◆ TASK DIRECTIONS
Find every line below that contains the string "grass" and copy each one. Case counts.

◆ MATERIAL FOR THIS TASK
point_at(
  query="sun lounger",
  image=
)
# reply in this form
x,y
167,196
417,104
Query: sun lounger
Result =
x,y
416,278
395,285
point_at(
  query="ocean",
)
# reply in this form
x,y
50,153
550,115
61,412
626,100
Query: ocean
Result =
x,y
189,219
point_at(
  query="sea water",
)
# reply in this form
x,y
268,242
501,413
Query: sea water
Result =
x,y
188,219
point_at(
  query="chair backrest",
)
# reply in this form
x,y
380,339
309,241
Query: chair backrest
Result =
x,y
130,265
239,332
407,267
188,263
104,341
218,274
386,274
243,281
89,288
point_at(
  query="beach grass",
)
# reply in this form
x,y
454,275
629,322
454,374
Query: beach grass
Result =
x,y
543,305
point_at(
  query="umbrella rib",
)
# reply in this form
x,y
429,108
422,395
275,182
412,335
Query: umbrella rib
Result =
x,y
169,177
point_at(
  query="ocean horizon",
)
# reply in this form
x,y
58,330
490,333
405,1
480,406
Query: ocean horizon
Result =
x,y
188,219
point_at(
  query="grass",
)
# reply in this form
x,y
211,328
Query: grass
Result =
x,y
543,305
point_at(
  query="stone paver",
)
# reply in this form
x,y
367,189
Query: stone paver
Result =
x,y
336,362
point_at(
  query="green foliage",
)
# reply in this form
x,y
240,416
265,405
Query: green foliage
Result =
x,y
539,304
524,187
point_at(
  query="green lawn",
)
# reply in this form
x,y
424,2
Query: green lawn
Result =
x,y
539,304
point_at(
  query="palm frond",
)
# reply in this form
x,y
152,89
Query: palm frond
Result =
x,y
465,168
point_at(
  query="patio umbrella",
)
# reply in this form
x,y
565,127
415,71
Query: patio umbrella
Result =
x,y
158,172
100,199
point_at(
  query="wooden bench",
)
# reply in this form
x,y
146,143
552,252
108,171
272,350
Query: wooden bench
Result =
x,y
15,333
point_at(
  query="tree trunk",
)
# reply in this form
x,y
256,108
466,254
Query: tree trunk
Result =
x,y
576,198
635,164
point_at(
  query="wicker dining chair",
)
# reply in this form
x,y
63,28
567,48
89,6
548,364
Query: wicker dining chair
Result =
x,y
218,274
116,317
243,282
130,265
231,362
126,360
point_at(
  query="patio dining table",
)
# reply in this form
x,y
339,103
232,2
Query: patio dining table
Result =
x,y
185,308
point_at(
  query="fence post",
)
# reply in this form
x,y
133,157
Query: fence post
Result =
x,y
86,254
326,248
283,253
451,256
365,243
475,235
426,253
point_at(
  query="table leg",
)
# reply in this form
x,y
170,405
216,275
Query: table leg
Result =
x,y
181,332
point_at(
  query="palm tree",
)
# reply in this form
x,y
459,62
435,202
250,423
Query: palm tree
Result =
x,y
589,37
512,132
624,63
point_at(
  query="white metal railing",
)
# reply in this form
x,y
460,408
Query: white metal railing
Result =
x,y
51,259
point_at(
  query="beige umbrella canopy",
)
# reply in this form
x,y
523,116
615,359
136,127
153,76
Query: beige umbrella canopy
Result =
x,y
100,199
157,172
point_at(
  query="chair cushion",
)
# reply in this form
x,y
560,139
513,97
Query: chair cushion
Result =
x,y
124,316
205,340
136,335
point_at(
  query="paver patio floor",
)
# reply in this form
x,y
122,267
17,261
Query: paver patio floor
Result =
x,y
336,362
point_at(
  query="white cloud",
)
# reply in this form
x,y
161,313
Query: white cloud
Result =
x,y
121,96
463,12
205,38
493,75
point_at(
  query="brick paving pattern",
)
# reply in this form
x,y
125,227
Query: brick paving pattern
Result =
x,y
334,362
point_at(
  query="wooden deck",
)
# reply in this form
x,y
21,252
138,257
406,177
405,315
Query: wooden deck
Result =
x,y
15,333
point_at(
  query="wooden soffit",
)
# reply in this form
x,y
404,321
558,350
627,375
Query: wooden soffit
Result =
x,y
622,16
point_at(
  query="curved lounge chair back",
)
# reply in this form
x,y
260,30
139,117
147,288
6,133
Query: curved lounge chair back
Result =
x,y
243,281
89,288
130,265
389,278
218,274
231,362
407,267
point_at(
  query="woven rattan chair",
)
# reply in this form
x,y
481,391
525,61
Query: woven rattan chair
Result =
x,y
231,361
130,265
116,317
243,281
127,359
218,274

◆ EXERCISE ANSWER
  query="beach grass",
Query: beach grass
  query="grass",
Query: grass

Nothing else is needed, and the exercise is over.